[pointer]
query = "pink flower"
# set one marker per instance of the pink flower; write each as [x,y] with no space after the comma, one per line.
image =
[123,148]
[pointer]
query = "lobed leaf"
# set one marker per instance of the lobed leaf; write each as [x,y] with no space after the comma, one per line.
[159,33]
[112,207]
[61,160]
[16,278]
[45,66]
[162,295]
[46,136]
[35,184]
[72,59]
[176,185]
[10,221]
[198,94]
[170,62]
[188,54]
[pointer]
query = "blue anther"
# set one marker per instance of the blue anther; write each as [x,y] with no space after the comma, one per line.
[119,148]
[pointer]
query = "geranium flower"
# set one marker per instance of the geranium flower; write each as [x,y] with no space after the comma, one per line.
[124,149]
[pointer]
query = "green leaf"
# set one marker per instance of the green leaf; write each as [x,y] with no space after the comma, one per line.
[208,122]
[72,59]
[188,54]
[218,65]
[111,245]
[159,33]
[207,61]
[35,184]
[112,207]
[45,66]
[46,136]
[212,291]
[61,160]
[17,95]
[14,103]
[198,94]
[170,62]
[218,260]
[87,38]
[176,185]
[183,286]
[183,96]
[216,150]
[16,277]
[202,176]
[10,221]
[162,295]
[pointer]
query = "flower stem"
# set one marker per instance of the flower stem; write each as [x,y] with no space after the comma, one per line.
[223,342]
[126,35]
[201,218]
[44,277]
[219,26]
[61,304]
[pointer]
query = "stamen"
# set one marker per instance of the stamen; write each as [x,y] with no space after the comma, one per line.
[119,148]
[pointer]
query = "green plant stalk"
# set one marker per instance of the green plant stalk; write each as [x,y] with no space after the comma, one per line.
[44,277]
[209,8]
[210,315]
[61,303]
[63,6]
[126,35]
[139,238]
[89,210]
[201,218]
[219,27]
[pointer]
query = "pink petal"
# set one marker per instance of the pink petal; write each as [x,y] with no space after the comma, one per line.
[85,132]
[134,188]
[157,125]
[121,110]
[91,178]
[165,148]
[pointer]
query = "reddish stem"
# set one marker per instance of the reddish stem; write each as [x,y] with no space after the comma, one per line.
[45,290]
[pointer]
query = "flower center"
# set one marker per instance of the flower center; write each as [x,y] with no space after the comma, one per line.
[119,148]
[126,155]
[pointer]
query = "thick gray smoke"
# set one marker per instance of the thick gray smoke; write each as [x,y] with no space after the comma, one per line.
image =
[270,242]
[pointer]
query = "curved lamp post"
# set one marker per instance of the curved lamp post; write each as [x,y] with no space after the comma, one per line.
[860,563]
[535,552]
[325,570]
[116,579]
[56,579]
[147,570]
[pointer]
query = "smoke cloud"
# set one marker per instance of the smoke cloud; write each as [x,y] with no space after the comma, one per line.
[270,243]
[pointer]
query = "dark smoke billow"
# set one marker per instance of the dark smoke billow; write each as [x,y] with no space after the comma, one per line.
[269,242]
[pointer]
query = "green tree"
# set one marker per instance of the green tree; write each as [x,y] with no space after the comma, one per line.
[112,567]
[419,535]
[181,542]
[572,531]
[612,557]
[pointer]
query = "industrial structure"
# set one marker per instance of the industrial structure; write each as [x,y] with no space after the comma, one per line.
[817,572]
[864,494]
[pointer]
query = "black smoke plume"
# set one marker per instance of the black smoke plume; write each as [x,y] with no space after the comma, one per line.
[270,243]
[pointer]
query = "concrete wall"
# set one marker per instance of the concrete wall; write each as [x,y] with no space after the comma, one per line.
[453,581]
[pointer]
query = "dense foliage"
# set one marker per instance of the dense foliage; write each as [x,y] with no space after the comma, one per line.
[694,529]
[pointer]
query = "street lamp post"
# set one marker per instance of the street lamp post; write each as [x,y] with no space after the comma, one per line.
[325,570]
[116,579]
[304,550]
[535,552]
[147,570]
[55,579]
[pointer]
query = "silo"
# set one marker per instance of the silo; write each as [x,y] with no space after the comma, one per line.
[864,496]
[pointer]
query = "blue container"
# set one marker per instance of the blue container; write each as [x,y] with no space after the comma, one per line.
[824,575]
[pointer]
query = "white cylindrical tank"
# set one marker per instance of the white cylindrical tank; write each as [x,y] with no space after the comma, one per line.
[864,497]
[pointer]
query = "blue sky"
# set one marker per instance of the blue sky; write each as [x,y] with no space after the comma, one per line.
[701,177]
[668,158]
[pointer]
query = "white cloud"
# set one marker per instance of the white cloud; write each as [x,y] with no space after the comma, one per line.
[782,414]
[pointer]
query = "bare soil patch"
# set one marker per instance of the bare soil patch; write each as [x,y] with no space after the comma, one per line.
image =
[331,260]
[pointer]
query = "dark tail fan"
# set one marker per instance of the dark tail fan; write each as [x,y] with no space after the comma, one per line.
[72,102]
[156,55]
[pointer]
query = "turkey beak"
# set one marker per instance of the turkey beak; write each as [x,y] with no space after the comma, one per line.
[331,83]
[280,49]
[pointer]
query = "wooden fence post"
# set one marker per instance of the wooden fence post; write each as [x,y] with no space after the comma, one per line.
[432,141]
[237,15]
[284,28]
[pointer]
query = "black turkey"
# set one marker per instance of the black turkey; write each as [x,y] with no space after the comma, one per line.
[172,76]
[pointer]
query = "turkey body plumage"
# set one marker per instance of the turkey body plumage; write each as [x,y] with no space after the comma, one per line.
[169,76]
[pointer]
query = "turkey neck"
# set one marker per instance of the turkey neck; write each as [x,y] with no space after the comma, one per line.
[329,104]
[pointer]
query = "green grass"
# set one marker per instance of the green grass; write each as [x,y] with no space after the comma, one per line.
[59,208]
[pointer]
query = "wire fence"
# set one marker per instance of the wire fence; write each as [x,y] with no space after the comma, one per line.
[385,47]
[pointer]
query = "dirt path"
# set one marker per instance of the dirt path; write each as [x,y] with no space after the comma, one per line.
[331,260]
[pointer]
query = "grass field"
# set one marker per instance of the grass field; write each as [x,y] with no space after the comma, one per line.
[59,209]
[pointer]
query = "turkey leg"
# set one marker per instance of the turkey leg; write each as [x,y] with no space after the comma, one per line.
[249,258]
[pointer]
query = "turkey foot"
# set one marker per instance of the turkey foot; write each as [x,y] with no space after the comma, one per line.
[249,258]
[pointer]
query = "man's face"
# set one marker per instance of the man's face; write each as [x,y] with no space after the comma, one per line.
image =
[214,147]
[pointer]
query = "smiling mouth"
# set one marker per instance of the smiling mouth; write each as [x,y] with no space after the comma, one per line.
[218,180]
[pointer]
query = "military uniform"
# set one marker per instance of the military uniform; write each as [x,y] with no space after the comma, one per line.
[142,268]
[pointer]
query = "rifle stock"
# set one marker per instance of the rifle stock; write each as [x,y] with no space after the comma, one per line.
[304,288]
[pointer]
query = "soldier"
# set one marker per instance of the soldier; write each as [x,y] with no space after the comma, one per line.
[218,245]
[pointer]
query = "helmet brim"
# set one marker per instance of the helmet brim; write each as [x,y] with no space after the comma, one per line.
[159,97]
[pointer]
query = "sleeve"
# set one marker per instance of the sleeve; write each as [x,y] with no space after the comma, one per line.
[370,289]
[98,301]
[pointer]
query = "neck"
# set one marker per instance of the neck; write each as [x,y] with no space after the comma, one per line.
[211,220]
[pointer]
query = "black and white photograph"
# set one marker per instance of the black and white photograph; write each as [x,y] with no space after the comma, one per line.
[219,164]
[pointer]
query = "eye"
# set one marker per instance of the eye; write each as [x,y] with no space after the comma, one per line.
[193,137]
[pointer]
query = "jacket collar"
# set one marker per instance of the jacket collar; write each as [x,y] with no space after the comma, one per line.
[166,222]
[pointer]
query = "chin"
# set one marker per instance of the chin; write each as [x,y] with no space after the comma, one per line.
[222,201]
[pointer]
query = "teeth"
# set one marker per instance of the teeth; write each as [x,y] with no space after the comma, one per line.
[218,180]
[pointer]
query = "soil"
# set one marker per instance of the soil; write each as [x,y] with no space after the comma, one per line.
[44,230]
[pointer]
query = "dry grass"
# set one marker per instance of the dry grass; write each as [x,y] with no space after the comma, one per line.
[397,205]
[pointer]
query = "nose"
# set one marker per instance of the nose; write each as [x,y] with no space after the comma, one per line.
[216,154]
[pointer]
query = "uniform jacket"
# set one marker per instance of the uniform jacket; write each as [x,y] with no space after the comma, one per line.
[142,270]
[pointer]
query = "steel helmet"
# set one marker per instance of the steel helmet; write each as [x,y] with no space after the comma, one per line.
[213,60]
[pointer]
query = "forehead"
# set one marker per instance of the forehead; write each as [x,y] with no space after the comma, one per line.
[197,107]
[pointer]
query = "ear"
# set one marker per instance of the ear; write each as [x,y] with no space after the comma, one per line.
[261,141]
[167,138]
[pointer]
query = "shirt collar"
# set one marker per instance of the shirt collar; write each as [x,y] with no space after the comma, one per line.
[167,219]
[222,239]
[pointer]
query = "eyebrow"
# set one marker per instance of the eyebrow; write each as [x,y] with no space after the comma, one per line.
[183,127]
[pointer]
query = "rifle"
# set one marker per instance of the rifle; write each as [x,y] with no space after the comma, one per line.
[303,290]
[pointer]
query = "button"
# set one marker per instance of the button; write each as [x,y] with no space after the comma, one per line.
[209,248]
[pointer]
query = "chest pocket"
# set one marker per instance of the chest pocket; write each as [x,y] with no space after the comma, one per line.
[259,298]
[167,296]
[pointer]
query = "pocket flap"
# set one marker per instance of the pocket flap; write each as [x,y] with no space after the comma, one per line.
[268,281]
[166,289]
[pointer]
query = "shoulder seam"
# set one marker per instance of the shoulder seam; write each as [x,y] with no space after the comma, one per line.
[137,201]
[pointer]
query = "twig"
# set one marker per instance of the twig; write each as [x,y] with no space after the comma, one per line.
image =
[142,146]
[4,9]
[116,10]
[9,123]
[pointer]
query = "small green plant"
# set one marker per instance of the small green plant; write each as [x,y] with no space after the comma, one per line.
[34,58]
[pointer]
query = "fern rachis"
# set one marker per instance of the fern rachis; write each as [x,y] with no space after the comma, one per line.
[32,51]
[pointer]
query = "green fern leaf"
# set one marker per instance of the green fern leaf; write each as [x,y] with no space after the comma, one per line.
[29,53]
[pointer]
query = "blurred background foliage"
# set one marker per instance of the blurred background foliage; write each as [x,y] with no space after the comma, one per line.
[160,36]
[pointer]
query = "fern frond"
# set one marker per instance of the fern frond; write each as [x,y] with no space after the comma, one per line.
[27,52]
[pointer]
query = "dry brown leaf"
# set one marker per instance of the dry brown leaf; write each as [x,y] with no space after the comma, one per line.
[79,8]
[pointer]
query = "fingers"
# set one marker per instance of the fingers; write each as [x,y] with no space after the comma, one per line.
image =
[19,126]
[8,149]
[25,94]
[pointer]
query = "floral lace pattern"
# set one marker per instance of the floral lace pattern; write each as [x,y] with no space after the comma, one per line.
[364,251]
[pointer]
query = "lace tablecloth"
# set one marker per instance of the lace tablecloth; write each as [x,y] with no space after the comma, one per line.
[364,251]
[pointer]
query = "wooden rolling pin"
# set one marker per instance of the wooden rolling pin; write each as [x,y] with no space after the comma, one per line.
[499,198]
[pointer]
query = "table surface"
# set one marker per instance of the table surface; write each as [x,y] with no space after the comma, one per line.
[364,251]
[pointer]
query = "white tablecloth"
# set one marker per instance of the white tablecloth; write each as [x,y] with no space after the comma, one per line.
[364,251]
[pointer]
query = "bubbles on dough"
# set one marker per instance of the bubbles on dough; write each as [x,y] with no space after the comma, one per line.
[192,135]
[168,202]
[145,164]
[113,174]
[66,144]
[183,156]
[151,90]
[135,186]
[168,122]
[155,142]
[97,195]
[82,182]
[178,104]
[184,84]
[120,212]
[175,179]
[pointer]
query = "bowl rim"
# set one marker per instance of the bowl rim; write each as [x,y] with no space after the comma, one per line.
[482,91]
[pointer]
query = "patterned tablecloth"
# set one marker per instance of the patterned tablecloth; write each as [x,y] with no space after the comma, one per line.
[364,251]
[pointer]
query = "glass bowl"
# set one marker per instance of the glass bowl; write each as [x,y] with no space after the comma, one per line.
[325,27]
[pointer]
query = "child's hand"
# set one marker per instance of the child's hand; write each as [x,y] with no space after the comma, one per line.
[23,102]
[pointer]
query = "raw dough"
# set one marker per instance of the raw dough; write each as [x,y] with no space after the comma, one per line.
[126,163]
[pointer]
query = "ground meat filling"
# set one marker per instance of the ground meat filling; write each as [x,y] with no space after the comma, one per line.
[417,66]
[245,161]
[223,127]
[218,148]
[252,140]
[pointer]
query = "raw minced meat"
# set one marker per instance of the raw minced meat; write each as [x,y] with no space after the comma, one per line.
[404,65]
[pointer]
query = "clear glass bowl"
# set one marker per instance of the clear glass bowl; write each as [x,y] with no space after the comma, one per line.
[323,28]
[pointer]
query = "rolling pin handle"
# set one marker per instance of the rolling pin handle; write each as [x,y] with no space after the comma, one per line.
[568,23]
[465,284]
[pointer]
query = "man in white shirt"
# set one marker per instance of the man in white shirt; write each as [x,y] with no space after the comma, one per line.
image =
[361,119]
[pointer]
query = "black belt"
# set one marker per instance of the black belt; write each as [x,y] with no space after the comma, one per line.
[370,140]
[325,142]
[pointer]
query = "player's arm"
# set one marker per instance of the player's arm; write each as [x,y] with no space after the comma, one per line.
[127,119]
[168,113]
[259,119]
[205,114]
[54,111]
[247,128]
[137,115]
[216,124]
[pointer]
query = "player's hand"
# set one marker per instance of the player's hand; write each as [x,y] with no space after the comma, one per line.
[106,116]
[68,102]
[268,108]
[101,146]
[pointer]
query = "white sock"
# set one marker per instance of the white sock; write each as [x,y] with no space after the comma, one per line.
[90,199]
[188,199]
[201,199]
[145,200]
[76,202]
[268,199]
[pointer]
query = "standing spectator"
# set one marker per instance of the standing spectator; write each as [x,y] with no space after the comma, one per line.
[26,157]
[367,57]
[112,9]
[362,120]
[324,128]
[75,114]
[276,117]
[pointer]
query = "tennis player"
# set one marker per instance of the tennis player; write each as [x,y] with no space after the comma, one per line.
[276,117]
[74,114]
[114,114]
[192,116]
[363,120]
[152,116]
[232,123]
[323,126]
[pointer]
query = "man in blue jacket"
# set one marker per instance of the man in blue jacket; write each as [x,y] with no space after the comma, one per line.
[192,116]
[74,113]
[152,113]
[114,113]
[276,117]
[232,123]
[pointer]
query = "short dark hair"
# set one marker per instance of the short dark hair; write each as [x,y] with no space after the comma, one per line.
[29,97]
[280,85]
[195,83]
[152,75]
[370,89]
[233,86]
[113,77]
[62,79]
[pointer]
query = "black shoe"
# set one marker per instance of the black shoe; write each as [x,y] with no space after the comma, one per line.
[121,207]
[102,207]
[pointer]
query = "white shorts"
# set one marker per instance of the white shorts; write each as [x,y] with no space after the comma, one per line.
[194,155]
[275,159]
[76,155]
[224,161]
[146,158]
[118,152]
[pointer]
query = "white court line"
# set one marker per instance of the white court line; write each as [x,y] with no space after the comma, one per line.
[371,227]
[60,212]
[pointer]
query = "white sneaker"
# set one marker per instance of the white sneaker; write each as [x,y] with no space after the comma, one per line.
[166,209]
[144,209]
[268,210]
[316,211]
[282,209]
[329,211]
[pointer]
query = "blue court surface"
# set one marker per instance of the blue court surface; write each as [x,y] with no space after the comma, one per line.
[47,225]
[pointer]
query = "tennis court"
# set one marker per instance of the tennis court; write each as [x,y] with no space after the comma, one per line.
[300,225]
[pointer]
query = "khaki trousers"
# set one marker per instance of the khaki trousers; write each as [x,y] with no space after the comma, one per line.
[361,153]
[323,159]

Prompt: List every line above that contains the word "silo", matching case exactly.

Finished task:
query = "silo"
# set one marker per instance of the silo; write each as [x,y] with no space after the comma, one per line.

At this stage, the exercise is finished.